■ **PROBLEM**
Up to and including the line with "positive clicks: (158, 241)", write out the listing from its first line, minus the pictures.

MATERIAL PROVIDED START

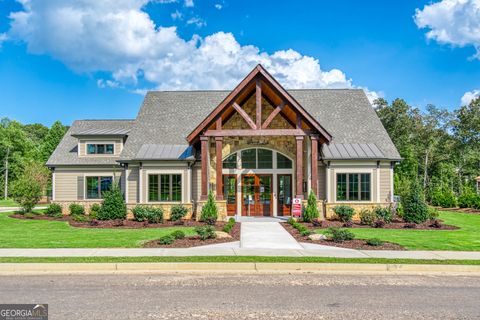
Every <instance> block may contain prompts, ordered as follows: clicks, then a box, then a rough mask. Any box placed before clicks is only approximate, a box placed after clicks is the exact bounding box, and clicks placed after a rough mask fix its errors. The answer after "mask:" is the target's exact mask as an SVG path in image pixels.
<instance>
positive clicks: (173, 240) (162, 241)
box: [158, 234, 175, 245]
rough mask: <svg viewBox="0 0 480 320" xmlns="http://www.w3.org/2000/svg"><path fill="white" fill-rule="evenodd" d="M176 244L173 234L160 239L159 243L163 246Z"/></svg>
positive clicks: (158, 241)
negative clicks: (171, 244) (162, 245)
mask: <svg viewBox="0 0 480 320" xmlns="http://www.w3.org/2000/svg"><path fill="white" fill-rule="evenodd" d="M174 242H175V238H174V236H172V235H171V234H168V235H166V236H163V237H160V239H158V243H160V244H163V245H169V244H172V243H174Z"/></svg>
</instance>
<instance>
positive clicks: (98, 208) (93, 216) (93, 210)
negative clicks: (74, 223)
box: [89, 203, 102, 219]
mask: <svg viewBox="0 0 480 320" xmlns="http://www.w3.org/2000/svg"><path fill="white" fill-rule="evenodd" d="M101 209H102V207H101V206H100V205H99V204H98V203H94V204H92V206H91V207H90V213H89V216H90V218H92V219H96V218H97V216H98V213H99V212H100V210H101Z"/></svg>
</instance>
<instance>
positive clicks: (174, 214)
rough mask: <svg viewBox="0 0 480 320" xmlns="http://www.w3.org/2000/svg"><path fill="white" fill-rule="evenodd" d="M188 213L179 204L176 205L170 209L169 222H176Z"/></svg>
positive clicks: (180, 205) (181, 206) (185, 207)
mask: <svg viewBox="0 0 480 320" xmlns="http://www.w3.org/2000/svg"><path fill="white" fill-rule="evenodd" d="M187 213H188V209H187V208H186V207H184V206H182V205H181V204H176V205H174V206H172V208H171V209H170V220H172V221H178V220H181V219H183V217H185V216H186V215H187Z"/></svg>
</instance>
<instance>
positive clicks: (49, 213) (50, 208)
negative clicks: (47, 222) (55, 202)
mask: <svg viewBox="0 0 480 320" xmlns="http://www.w3.org/2000/svg"><path fill="white" fill-rule="evenodd" d="M45 214H46V215H47V216H49V217H55V218H57V217H61V216H62V206H61V205H59V204H58V203H51V204H50V205H49V206H48V207H47V210H46V211H45Z"/></svg>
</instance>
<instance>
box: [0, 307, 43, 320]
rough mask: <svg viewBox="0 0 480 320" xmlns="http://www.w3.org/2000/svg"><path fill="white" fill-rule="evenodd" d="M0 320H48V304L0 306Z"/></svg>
mask: <svg viewBox="0 0 480 320" xmlns="http://www.w3.org/2000/svg"><path fill="white" fill-rule="evenodd" d="M0 320H48V304H0Z"/></svg>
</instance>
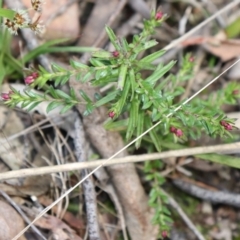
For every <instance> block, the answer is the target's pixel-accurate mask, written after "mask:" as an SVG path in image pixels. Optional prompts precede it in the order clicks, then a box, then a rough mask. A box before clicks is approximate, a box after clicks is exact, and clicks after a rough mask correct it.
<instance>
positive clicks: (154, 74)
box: [145, 61, 176, 86]
mask: <svg viewBox="0 0 240 240" xmlns="http://www.w3.org/2000/svg"><path fill="white" fill-rule="evenodd" d="M175 63H176V61H171V62H170V63H168V64H167V65H165V66H164V67H162V68H157V70H156V71H154V72H153V74H152V75H150V76H149V77H148V78H146V80H145V81H146V82H148V83H150V84H151V85H152V86H154V84H155V83H156V82H157V81H158V80H159V79H160V78H161V77H162V76H163V75H164V74H165V73H167V72H168V71H169V70H170V69H171V68H172V67H173V66H174V65H175Z"/></svg>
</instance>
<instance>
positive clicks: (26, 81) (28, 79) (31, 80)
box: [24, 75, 35, 85]
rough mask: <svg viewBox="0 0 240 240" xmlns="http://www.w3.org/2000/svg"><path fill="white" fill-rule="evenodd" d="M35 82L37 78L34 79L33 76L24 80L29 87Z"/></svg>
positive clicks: (28, 77)
mask: <svg viewBox="0 0 240 240" xmlns="http://www.w3.org/2000/svg"><path fill="white" fill-rule="evenodd" d="M34 80H35V78H34V77H33V76H32V75H30V76H27V77H26V78H25V79H24V81H25V84H27V85H30V84H31V83H33V82H34Z"/></svg>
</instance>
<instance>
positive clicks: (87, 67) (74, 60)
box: [69, 59, 88, 69]
mask: <svg viewBox="0 0 240 240" xmlns="http://www.w3.org/2000/svg"><path fill="white" fill-rule="evenodd" d="M69 62H70V65H71V66H72V67H73V68H74V69H81V68H83V69H87V68H88V66H87V65H85V64H83V63H81V62H78V61H75V60H72V59H70V61H69Z"/></svg>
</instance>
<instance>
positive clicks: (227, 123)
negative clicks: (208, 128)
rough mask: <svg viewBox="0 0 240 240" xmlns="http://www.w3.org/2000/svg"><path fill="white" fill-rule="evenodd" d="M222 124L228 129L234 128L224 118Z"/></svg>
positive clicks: (226, 129)
mask: <svg viewBox="0 0 240 240" xmlns="http://www.w3.org/2000/svg"><path fill="white" fill-rule="evenodd" d="M220 125H222V126H223V127H224V128H225V129H226V130H227V131H231V130H232V129H233V127H232V125H231V124H229V123H228V122H226V121H224V120H222V121H220Z"/></svg>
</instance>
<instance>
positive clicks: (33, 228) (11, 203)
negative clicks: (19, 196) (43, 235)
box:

MATERIAL PROVIDED END

■ **RESPONSE AREA**
Every <instance> block may contain prompts, ordered as follows: clicks, then a box, then a rough mask. Any box placed before clicks is only approximate, a box placed after clicks is the exact bounding box, and clicks placed after a rough mask fix its errors. The answer after "mask:" is the target's exact mask as an SVG path in image pixels.
<instance>
positive clicks: (173, 240) (162, 241)
box: [158, 234, 175, 245]
rough mask: <svg viewBox="0 0 480 320" xmlns="http://www.w3.org/2000/svg"><path fill="white" fill-rule="evenodd" d="M176 244L173 234L160 239L159 243L163 246Z"/></svg>
positive clicks: (158, 241)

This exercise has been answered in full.